Permintaan a –
Pilih setiap baris entri di bawah yang memuat kata "white". Perhatikan bahwa huruf besar dan huruf kecil dibedakan.

::::::::::

FISIP UNAIR Gelar Diskusi Film Membahas Diversity di Film Raya and The Last Dragon

Share on facebook
Share on google
Share on twitter
Share on linkedin
Dr. Bruno Lovric saat memaparkan represtatif naga dalam diskusi film di America Muovie Disscussion Session (Amuse) yang diadakan oleh Universitas Airlangga (UNAIR).

UNAIR NEWS – Raya and The Last Dragon sejatinya merupakan sebuah film animasi Disney pertama yang mengadaptasi legenda dari beberapa negara di Asia Tenggara, termasuk Indonesia. Film garapan Carlos Lopez Estrada dan Don Hall tersebut sempat tuai pro dan kontra yang menimbulkan adanya stereotypes.

“Salah satu stereotypes beranggapan bahwa film Raya masih membawa gagasan western (orang barat) secara monolitik mengenai budaya timur dan wacana yang berakar pada imajinasi orientalis yang secara inheren menekankan superioritas orang barat?,” papar Dr. Bruno Lovric.

Dr. Bruno sendiri masih bertanya-tanya akan hal tersebut. Sebagai seorang Associate Professor di Departemen Komunikasi De La Salle Manila yang telah menulis banyak artikel yang melibatkan isu-isu soft power, budaya pop transnasional dan hiburan, Bruno mencoba membeberkan sudut pandanganya dalam wadah diskusi di American Movie Discussion Session (Amuse) yang diadakan oleh Universitas Airlangga (UNAIR).

Dalam penjelasannya, beliau menuturkan bahwa, “Film Raya tidak menekankan adanya superioritas orang barat. Adanya diversity film tersebut tentu membawakan keanekaragaman budaya dari Asia Tenggara. Kalian tidak bisa mendeskripsikan  Raya dalam bentuk satu negara karena dia membawa diversity dari adanya Indonesia, Malaysia, Filiphina, Vietnam dan beberapa negara yang merupakan bagian dari Asia Tenggara.”

::::::::::

Permintaan b –
Salin persis bagian artikel tentang diskusi film Raya and The Last Dragon di atas, mulai dari "UNAIR NEWS –" dan berakhir pada "Dr. Bruno Lovric.".

Entri untuk Diolah –
::::::::::

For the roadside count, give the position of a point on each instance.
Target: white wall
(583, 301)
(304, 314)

::::::::::

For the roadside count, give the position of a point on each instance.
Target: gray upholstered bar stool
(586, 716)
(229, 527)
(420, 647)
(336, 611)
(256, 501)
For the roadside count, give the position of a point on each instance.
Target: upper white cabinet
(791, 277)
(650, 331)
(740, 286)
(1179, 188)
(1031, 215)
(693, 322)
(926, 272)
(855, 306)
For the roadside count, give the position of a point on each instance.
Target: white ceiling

::::::::::

Jawaban Latihan a –
Target: white wall
Target: upper white cabinet
Target: white ceiling

Jawaban Latihan b –
UNAIR NEWS – Raya and The Last Dragon sejatinya merupakan sebuah film animasi Disney pertama yang mengadaptasi legenda dari beberapa negara di Asia Tenggara, termasuk Indonesia. Film garapan Carlos Lopez Estrada dan Don Hall tersebut sempat tuai pro dan kontra yang menimbulkan adanya stereotypes.

“Salah satu stereotypes beranggapan bahwa film Raya masih membawa gagasan western (orang barat) secara monolitik mengenai budaya timur dan wacana yang berakar pada imajinasi orientalis yang secara inheren menekankan superioritas orang barat?,” papar Dr. Bruno Lovric.